Start

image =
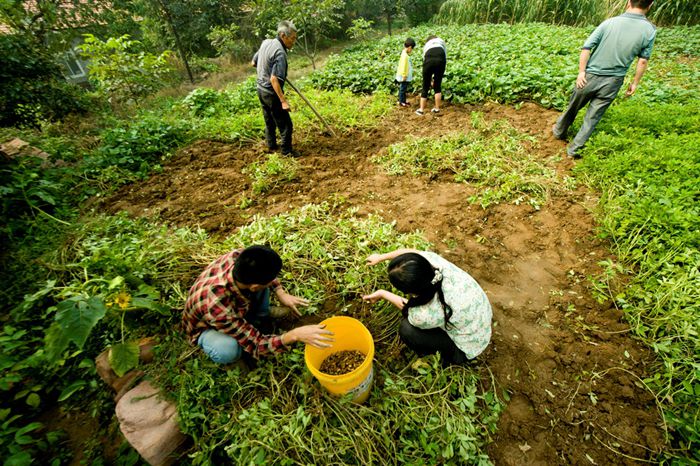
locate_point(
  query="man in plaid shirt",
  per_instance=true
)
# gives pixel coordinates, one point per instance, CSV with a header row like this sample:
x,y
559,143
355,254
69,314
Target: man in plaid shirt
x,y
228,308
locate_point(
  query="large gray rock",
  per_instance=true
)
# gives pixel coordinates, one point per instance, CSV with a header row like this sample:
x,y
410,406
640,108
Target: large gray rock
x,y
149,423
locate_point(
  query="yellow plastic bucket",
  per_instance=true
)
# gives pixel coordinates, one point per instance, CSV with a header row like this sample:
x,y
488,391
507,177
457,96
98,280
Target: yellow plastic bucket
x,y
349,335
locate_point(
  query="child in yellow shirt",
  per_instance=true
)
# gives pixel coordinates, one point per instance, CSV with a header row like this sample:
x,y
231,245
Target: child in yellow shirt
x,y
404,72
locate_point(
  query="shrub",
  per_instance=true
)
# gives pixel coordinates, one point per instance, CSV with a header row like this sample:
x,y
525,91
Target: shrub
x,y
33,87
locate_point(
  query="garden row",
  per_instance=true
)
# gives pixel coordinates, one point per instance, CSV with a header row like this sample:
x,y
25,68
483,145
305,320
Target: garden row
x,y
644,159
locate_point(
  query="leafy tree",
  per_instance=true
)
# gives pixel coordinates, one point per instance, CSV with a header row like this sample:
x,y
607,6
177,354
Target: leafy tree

End

• WRITTEN EXERCISE:
Please copy out every line of the rows above that contains the word "child".

• SOLUTION TO THE PROBLEM:
  query="child in yellow shirt",
Target: child in yellow shirt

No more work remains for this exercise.